Selected extract:
#####

And then one day, you are scrabbling around in a drawer at your mam's house in Newcastle, looking for something or other (probably your contact lenses) when you come across a really cool pair of 1960s-style round glasses just like John Lennon's. Except they are not John Lennon's, they are your mam's from the 1960s! So you take them to the opticians in Eldon Square and get them to put in some glass to your prescription, and- hey presto, you are a member of the Beatles. Or maybe just a bloke shambling around Newcastle in knackered-looking eyeware belonging to his mother. One or the other. Anyway you are of the considered opinion that you look very cool indeed.
And then one day, the inevitable happens. I am watching Manchester City against Arsenal from the packed Kippax (I have moved to Manchester, and we are in the last days of standing at the football) when David Rocastle scores for City. The crowd goes mental, and when everything settles down I find the pitch looks all blurry. I shout in panic 'Me glasses! Me fucking glasses!' and- in a fine demonstration of the camaraderie of the terraces- everyone pushes back and a 10-foot-square concrete gap miraculously opens on the Kippax with my spectacles lying in the middle. In the moment before the weight of the surrounding humanity forces the gap shut I dive down to retrieve them- but they are all scratched and the arm is hanging off.

#####

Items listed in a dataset
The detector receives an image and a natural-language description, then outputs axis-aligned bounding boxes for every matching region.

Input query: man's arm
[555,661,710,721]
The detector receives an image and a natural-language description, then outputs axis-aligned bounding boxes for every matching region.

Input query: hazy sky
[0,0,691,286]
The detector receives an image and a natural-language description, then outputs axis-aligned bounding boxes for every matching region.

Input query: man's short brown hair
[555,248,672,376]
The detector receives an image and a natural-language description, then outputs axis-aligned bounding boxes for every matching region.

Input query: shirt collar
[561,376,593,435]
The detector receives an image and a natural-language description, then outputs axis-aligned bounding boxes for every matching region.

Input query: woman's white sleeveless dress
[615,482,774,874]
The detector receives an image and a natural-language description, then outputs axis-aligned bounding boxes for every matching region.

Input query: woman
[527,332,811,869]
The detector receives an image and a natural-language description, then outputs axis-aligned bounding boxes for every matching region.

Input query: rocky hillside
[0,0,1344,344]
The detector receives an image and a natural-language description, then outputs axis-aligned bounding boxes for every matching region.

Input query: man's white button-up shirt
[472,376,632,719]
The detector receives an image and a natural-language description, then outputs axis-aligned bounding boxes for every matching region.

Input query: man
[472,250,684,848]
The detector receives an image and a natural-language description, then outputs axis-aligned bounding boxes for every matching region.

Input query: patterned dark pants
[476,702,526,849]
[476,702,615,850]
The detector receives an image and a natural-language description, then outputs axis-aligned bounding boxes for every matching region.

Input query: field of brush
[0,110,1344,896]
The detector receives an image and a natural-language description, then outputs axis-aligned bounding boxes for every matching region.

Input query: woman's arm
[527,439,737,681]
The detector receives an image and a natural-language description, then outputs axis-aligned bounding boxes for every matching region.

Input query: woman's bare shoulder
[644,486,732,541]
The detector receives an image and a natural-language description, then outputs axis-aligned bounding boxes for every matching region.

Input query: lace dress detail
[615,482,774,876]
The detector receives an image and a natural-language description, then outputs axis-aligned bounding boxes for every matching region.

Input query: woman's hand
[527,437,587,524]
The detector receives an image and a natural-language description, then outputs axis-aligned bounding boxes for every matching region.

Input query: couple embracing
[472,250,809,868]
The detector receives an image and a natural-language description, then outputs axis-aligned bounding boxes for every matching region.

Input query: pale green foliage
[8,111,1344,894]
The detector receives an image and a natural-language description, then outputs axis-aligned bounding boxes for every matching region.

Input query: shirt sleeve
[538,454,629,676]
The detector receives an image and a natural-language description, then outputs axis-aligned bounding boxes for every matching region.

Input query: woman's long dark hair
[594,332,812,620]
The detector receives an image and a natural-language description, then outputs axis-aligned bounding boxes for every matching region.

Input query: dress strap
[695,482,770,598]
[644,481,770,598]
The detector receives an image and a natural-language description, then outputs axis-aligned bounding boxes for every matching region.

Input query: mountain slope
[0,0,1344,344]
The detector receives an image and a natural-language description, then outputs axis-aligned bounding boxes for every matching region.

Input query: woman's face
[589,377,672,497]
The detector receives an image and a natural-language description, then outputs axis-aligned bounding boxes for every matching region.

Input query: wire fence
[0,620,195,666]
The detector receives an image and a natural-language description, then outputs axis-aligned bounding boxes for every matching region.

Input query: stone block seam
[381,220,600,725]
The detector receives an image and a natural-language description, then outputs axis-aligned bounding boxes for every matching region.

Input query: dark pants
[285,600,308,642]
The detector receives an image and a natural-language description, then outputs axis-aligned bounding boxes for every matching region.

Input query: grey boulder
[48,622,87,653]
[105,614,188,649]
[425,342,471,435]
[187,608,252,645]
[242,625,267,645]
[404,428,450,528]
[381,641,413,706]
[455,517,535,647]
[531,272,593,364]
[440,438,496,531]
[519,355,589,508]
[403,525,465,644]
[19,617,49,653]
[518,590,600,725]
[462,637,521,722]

#####

Work to complete:
1) In the glasses story, who scores for City during the match against Arsenal?
2) Reproduce the part of the glasses story starting at "And then one day, the" and ending at "is hanging off.".

Answers for the tasks:
1) David Rocastle

2)
And then one day, the inevitable happens. I am watching Manchester City against Arsenal from the packed Kippax (I have moved to Manchester, and we are in the last days of standing at the football) when David Rocastle scores for City. The crowd goes mental, and when everything settles down I find the pitch looks all blurry. I shout in panic 'Me glasses! Me fucking glasses!' and- in a fine demonstration of the camaraderie of the terraces- everyone pushes back and a 10-foot-square concrete gap miraculously opens on the Kippax with my spectacles lying in the middle. In the moment before the weight of the surrounding humanity forces the gap shut I dive down to retrieve them- but they are all scratched and the arm is hanging off.